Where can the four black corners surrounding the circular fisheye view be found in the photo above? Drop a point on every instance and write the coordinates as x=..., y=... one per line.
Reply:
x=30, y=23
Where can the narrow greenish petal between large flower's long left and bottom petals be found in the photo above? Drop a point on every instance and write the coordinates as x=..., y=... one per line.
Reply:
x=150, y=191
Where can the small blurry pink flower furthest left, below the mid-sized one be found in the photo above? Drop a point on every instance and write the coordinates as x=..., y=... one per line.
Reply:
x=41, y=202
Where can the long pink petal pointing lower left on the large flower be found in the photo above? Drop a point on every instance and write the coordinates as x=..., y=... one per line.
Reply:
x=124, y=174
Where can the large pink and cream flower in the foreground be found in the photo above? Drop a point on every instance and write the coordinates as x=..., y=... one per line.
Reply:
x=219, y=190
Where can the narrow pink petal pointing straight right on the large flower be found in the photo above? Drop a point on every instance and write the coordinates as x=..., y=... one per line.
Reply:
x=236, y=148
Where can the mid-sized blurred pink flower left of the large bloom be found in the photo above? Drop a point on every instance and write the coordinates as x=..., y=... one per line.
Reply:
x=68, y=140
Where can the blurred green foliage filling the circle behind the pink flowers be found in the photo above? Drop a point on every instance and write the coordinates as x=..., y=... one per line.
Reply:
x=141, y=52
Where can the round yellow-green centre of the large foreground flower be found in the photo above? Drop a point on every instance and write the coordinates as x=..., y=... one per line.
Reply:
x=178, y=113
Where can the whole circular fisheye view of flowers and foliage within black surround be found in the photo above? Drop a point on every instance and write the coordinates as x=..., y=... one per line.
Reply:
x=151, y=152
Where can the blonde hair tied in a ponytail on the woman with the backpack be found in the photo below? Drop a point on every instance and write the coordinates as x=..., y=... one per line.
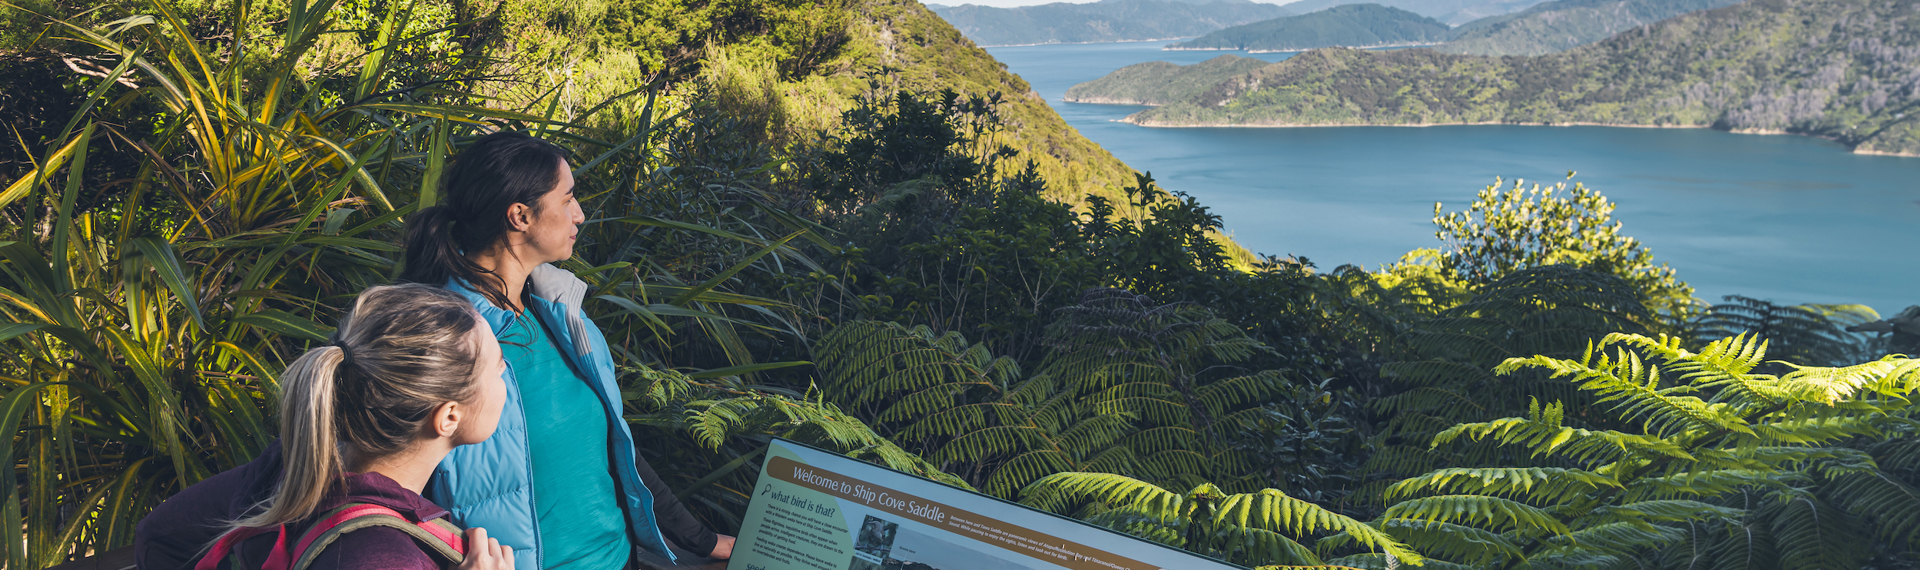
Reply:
x=398, y=356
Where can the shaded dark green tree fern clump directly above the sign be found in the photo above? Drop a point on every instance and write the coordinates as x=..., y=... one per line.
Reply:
x=1128, y=387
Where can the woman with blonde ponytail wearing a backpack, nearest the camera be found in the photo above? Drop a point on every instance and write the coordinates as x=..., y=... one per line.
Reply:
x=412, y=375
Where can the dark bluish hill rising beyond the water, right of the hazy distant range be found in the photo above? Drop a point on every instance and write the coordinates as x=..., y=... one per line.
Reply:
x=1360, y=26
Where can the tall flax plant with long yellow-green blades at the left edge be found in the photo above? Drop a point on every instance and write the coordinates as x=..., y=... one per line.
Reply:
x=143, y=333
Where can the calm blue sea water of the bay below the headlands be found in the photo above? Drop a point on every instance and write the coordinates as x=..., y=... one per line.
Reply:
x=1790, y=220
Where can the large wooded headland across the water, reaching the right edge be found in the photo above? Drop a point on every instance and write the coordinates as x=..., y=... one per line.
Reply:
x=1825, y=68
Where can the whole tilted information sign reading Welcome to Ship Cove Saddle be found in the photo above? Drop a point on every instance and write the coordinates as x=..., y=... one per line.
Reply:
x=823, y=511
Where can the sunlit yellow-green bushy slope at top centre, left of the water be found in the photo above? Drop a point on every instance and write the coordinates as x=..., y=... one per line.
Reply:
x=900, y=43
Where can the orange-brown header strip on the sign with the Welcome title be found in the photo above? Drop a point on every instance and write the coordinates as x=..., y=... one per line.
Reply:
x=1013, y=538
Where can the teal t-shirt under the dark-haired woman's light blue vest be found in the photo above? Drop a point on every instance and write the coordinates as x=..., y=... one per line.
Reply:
x=581, y=521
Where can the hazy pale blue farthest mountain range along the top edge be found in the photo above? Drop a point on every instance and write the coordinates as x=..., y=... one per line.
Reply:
x=1101, y=22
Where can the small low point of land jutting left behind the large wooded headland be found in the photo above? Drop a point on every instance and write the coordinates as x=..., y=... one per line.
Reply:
x=1159, y=83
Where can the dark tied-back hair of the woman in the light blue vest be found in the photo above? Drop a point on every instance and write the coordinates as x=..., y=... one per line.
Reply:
x=494, y=174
= = =
> **Task directions**: Could you restate every record above word for word, dropping the pictures?

> **Result for this exercise**:
Where can the four black corners surrounding the circular fisheye view be found in the photo above? Drop a point on every instance and write the coordinates as x=..., y=... one per line.
Reply:
x=30, y=23
Where can the narrow greenish petal between large flower's long left and bottom petals be found in the photo above? Drop a point on every instance and write the coordinates as x=..., y=... one per line.
Reply:
x=150, y=191
Where can the small blurry pink flower furthest left, below the mid-sized one be found in the photo above? Drop a point on every instance and write the coordinates as x=..., y=... one per line.
Reply:
x=41, y=202
Where can the long pink petal pointing lower left on the large flower be found in the photo above? Drop a point on every instance and write the coordinates as x=..., y=... one per line.
Reply:
x=124, y=174
Where can the large pink and cream flower in the foreground be found in the photo above? Drop a point on every instance and write the coordinates as x=..., y=... one per line.
Reply:
x=219, y=190
Where can the narrow pink petal pointing straight right on the large flower be found in the photo above? Drop a point on every instance and write the coordinates as x=..., y=... one per line.
Reply:
x=236, y=148
Where can the mid-sized blurred pink flower left of the large bloom be found in the photo above? Drop a point on every instance and write the coordinates as x=..., y=... one per line.
Reply:
x=68, y=140
Where can the blurred green foliage filling the circle behind the pink flowers be found in the photo above? Drop a point on every instance and write the coordinates as x=..., y=... one per line.
Reply:
x=141, y=52
Where can the round yellow-green centre of the large foreground flower be found in the photo above? Drop a point on every instance and write the coordinates as x=..., y=... one per line.
Reply:
x=178, y=113
Where can the whole circular fisheye view of flowers and foliage within black surround be found in the photo above? Drop a point on every instance and write the coordinates as x=..., y=... one per line.
Reply:
x=151, y=152
Where can the blonde hair tied in a ponytail on the woman with the backpack be found in the photo below? Drop a point on every instance and write the coordinates as x=..., y=... one per line.
Reply:
x=398, y=356
Where can the shaded dark green tree fern clump directly above the sign be found in the photo above? Drop a point on every instance and write the coordinates as x=..., y=... one per line.
Reply:
x=1128, y=387
Where can the woman with blonde ponytail wearing a backpack, nearest the camera be found in the photo above? Drop a point on every instance and write the coordinates as x=..., y=... one per line.
Reply:
x=412, y=375
Where can the dark bluish hill rising beyond the water, right of the hazy distant range be found in the photo above? Drop a point on every instance and write the coordinates as x=..., y=... one per line.
Reply:
x=1360, y=26
Where can the tall flax plant with long yellow-green blades at the left edge be found in the photo above? Drop a point on every instance and write the coordinates as x=..., y=... one per line.
Reply:
x=143, y=333
Where can the calm blue sea water of the bay below the headlands be found in the photo above? Drop a point on every instance and write the coordinates as x=..., y=... one per line.
Reply:
x=1790, y=220
Where can the large wooded headland across the water, reaching the right edge be found in the photo above? Drop a point on every instance and write the coordinates as x=..., y=... one per line.
Reply:
x=1825, y=68
Where can the whole tilted information sign reading Welcome to Ship Cove Saddle be found in the photo above? Drop a point on every instance and write the coordinates as x=..., y=... one per line.
Reply:
x=823, y=511
Where can the sunlit yellow-green bushy slope at top centre, left of the water be found in the photo above? Drop a point on every instance and write the coordinates as x=..., y=... one per line.
Reply:
x=900, y=43
Where can the orange-brown header strip on the sign with the Welcome title be found in the photo above? Drop a point on every instance and write the coordinates as x=..., y=... one per line.
Reply:
x=1013, y=538
Where can the teal t-shirt under the dark-haired woman's light blue vest be found in the photo above? Drop a point on every instance and write the coordinates as x=..., y=... one per line.
Reply:
x=581, y=521
Where can the hazy pale blue farthest mountain range along the top edge be found in the photo above? Drop a point on every instance and write the coordinates as x=..., y=... one per line.
Reply:
x=1101, y=22
Where can the small low point of land jutting left behind the large wooded headland be found in the photo above? Drop a point on every instance and write the coordinates as x=..., y=... one per line.
Reply:
x=1159, y=83
Where can the dark tied-back hair of the woman in the light blue vest be found in the photo above? Drop a point on every instance and write the coordinates as x=..., y=... one per line.
Reply:
x=494, y=174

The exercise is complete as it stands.